▶ **YOUR ASSIGNMENT**: The answer should contain every record below, output exactly.

▶ **RECORDS SUPPLIED**:

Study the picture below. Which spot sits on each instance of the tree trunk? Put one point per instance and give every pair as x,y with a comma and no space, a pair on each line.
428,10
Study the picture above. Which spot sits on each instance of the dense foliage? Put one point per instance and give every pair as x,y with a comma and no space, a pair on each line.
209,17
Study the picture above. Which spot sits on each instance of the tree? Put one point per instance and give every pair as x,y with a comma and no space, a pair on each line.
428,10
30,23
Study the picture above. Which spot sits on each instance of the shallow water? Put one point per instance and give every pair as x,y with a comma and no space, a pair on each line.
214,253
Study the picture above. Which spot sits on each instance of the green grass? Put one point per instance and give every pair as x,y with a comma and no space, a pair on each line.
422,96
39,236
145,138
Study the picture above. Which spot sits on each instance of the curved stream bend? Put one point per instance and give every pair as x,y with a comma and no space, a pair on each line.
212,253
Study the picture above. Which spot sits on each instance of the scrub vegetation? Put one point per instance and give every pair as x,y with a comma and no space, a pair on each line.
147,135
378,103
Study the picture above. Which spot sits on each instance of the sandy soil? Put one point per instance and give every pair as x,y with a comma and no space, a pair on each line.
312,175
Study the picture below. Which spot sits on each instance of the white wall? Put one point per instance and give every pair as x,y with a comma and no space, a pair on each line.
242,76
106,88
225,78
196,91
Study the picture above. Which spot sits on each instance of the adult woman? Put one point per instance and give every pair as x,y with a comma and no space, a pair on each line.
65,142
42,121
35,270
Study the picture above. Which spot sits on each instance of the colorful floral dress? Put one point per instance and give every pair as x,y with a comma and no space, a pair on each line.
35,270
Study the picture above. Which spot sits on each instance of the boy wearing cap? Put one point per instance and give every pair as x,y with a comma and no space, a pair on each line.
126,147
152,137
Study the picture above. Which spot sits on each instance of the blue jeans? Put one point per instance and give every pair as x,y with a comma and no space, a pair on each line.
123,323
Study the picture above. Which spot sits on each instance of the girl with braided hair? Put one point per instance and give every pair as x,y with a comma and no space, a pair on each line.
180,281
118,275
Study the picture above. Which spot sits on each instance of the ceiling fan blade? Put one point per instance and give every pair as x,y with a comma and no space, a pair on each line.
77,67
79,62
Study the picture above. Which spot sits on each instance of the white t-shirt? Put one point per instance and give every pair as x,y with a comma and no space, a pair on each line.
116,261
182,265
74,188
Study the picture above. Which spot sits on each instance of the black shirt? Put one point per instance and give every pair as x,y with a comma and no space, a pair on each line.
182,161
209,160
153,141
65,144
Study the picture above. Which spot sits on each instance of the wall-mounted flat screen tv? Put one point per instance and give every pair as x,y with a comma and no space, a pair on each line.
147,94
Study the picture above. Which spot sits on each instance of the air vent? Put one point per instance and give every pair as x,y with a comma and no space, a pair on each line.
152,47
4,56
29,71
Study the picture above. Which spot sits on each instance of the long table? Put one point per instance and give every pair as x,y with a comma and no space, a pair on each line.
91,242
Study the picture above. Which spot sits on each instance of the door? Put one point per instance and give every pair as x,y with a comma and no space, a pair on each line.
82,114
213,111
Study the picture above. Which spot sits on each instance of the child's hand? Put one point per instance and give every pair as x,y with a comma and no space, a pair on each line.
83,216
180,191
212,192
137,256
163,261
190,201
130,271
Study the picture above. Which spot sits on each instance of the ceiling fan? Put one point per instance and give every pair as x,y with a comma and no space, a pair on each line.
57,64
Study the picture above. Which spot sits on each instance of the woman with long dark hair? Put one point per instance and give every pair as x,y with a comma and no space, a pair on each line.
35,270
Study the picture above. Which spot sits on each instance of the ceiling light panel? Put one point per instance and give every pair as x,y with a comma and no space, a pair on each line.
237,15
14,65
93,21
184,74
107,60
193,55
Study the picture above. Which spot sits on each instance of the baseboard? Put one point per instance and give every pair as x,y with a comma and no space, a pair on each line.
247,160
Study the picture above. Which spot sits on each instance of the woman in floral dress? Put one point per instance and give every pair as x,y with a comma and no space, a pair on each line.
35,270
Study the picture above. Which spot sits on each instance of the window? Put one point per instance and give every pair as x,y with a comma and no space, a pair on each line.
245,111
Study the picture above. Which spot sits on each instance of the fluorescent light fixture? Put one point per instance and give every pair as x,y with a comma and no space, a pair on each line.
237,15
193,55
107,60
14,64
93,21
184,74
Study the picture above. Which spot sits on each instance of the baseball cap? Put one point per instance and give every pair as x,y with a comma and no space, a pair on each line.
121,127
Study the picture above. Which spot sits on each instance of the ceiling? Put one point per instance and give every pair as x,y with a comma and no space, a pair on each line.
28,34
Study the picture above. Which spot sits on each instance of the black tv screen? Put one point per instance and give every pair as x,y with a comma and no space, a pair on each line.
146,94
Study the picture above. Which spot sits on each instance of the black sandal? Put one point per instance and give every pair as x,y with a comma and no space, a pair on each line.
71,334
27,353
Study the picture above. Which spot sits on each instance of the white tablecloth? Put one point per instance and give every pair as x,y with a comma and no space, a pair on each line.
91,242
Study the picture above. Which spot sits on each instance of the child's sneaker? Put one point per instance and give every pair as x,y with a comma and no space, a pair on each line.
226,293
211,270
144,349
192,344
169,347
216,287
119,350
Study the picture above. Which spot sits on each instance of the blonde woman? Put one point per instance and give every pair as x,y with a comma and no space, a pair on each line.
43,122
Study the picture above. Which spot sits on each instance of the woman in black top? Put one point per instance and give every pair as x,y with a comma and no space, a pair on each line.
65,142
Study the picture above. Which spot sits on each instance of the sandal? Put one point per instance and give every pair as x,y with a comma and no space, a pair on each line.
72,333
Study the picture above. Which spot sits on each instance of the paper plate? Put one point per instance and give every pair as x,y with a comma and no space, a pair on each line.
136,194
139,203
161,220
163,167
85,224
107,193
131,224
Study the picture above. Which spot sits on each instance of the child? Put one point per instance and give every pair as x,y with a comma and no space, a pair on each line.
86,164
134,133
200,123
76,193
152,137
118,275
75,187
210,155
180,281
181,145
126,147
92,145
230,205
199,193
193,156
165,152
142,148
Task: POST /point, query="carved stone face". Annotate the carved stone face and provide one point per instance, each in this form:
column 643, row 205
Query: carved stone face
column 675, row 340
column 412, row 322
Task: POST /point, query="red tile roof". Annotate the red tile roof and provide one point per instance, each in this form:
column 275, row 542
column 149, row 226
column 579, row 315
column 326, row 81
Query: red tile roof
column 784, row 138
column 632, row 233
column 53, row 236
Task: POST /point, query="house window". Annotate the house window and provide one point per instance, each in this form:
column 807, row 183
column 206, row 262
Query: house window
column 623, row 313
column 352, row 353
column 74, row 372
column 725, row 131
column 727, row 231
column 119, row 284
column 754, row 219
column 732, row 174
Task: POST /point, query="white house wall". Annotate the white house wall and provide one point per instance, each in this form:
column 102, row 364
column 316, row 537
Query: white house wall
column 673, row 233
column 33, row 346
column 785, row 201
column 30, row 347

▶ **FINISHED EXERCISE**:
Study the picture below. Which spot sits on each instance of the tree trunk? Put one point per instance and give every pair as x,y with a comma and no space, a pair on each line.
428,10
Study the picture above. Which spot sits on each instance of the dense foliage? Put one point per instance and give every pair as x,y with a comma and no space, a pair on each line.
209,17
Study the picture above. Which spot sits on each instance of the tree? Put one point per instance and give every pair as x,y with a comma and no space, a pair on each line.
428,10
30,23
Study the picture above. Which spot sits on each instance of the shallow water? Put one point per instance and give every pair as x,y with a comma and no space, a pair on each line.
214,253
Study the picture above. Which spot sits on each instance of the green grass? Put one point per instance and give every pair as x,y with a comma and no space, a pair on each line.
422,96
39,236
145,138
Study the picture above. Which spot sits on each instance of the curved stream bend? Put one point per instance and give every pair as x,y with a comma and no space, a pair on each line.
212,253
Study the picture above. Which spot sits on each instance of the scrub vegetation? Put one point per instance and give every pair as x,y with a comma and no space, a pair on each line.
147,135
378,103
Study the picture above. Which spot sits on each instance of the sandy soil? Put one point per instance and give every pair as x,y with a comma and no space, a pair on each line.
312,175
Study the picture below. Which spot sits on each instance of the white wall? Put one point per instance and give every pair as x,y with a comma and no space, a pair on each line.
242,76
106,88
225,78
196,91
Study the picture above. Which spot sits on each instance of the adult woman? Put one point per instance and give every pair as x,y with a comma and no space, a pair on each line.
65,142
42,121
35,270
Study the picture above. Which spot sits on each instance of the colorful floral dress? Put one point per instance and give every pair as x,y with a comma and no space, a pair on each line.
35,270
Study the picture above. Which spot sits on each instance of the boy wearing cap? Put one point per instance and give every pair as x,y with a comma and no space, a pair on each line.
126,147
152,137
Study the picture above. Which spot sits on each instance of the blue jeans? Put one point per instance and give every pair as x,y with a comma and no space, a pair on each line.
123,323
Study the picture above. Which spot sits on each instance of the girl with braided hair? Put one point per instance and give every pair as x,y with a comma and no space, a pair on each line.
180,281
118,275
Study the picture above. Which spot sits on each instance of the ceiling fan blade? Put one point per instance and give every pair as x,y with a comma and no space, a pair on each line.
77,67
79,62
Study the picture above. Which spot sits on each instance of the white t-shirt? Put one point per instance and give every pair as x,y with a comma and no space, a pair on each line.
116,261
182,265
74,188
Study the picture above. Which spot sits on each instance of the black shirt? Put one point per instance and give every pair as x,y with a comma and no space, a pair on each line.
182,161
209,160
153,141
65,144
Study the picture above. Which spot sits on each instance of the wall-mounted flat screen tv? Put one point per instance and give every pair as x,y with a comma and no space, a pair on each line.
147,94
Study the picture above. Which spot sits on each instance of the air vent? Put one point per instance and give every pair as x,y with a comma and no space, a pair on each line.
152,47
4,56
29,71
Study the picture above. Which spot sits on each instance of the long table? Put one point per instance and give every pair as x,y with a comma and no space, a pair on each line.
91,242
Study the picture above. Which spot sits on each instance of the door? Put one point per instance and give every pair as x,y with a comma and no space, a pair on each line.
82,114
213,111
Study the picture above. Which spot sits on each instance of the child's hand? Put one point per instance and give every pair as x,y with a comma and no space, a pair on each line.
83,216
180,191
212,192
137,256
163,261
190,201
130,271
Study the picture above. Which spot sits on each instance of the ceiling fan? Put one point per instance and give every pair as x,y with a comma and no space, a pair on each line.
57,64
Study the picture above. Which spot sits on each instance of the woman with long dark hair? Put one point per instance and give every pair as x,y with a comma and no space, a pair on each line.
35,270
Study the picture above. Which spot sits on each instance of the ceiling light panel? Put one point per instance and give every pair as x,y with a comma and no space, a pair on each line.
237,15
14,65
93,21
184,74
107,60
193,55
Study the picture above. Which spot sits on each instance of the baseboard? Put one point per instance and give every pair as x,y with a comma and no space, a pair on each line.
247,160
Study the picture above. Which spot sits on each instance of the woman in floral dress? Put one point per instance and give every pair as x,y with a comma and no space, a pair on each line.
35,270
Study the picture above. Which spot sits on each instance of the window? Put one point per instance and give every pair as x,y with a comma and no space, a pair on each line.
245,111
Study the picture above. Which spot sits on each instance of the fluorescent light fixture? Put one point per instance and give every pair as x,y with a comma and no space, a pair on each line.
237,15
193,55
107,60
14,64
93,21
184,74
Study the picture above. Which spot sits on each instance of the baseball cap? Put one point per instance and give every pair as x,y with a comma and no space, a pair on each line.
121,127
Study the picture above. Which spot sits on each instance of the ceiling? Put one point per instance and give every pair as x,y with a comma and no space, a pair on each line.
28,34
Study the picture above. Which spot sits on each instance of the black tv screen? Put one point per instance and give every pair as x,y with a comma and no space, a pair on each line.
146,94
Study the picture above. Which spot sits on each instance of the black sandal? Put one point per instance and give every pair as x,y with a comma and no space, a pair on each line.
71,334
27,353
Study the picture above. Which spot sits on each instance of the white tablecloth? Put one point per instance and give every pair as x,y with a comma and no space, a pair on each line.
91,242
Study the picture above. Which spot sits on each instance of the child's sneaker? Put one point per instance and give every pair as x,y with a comma and no space, a pair on each line.
226,293
211,270
144,349
192,344
169,347
216,287
119,350
Study the picture above. Which spot sits on each instance of the blonde woman? Put one point per instance and give every pair as x,y with a comma and no space, a pair on each line.
43,122
Study the picture above. Which spot sits on each instance of the woman in black top? Put one point per instance and give every pair as x,y with a comma and no space, a pair on each line.
65,142
Study the picture above. Which spot sits on each instance of the sandal? Put one point per instance and give every pair as x,y with a comma and no space, a pair on each line.
72,333
Study the picture above. Which spot sits on each instance of the paper plate? Put one point per instance and give every pair as x,y with a comma and no space, a pair on each line.
136,194
139,203
161,220
163,167
85,224
107,193
131,224
Study the picture above. Which spot sits on each instance of the child? Put one point per instance and give every pair as x,y with a comma and no space, a pair on each line.
86,164
134,133
200,123
76,193
152,137
118,275
75,187
210,155
180,281
181,145
126,147
92,145
230,205
199,193
193,156
165,152
142,148
Task: POST /point, query="carved stone face". Annotate the carved stone face and provide one point per instance, each in this form:
column 643, row 205
Query: carved stone face
column 675, row 340
column 412, row 322
Task: POST /point, query="red tile roof". Annotate the red tile roof and provide one point per instance, each in this form:
column 275, row 542
column 149, row 226
column 579, row 315
column 326, row 81
Query: red tile roof
column 784, row 138
column 632, row 233
column 53, row 236
Task: POST /point, query="house window". Annotate the house window and provide one point per instance, each in this form:
column 807, row 183
column 206, row 262
Query: house window
column 623, row 313
column 352, row 353
column 74, row 372
column 725, row 131
column 727, row 231
column 119, row 284
column 754, row 219
column 732, row 174
Task: POST /point, query="white house wall". Annotate the white house wall and provide one point per instance, each in this form:
column 102, row 364
column 316, row 537
Query: white house wall
column 673, row 233
column 33, row 346
column 785, row 201
column 30, row 347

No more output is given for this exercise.